(INPUT RECORDS Opens)

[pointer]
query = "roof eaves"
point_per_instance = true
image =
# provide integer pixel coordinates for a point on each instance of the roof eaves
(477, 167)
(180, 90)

(INPUT RECORDS Closes)

_INSTRUCTIONS TO FOLLOW_
Your response must consist of the entries, reproduced exactly.

_THE ANSWER_
[pointer]
query = "roof eaves"
point_per_instance = true
image =
# provide integer pixel coordinates for a point on each instance of the roof eaves
(477, 167)
(180, 90)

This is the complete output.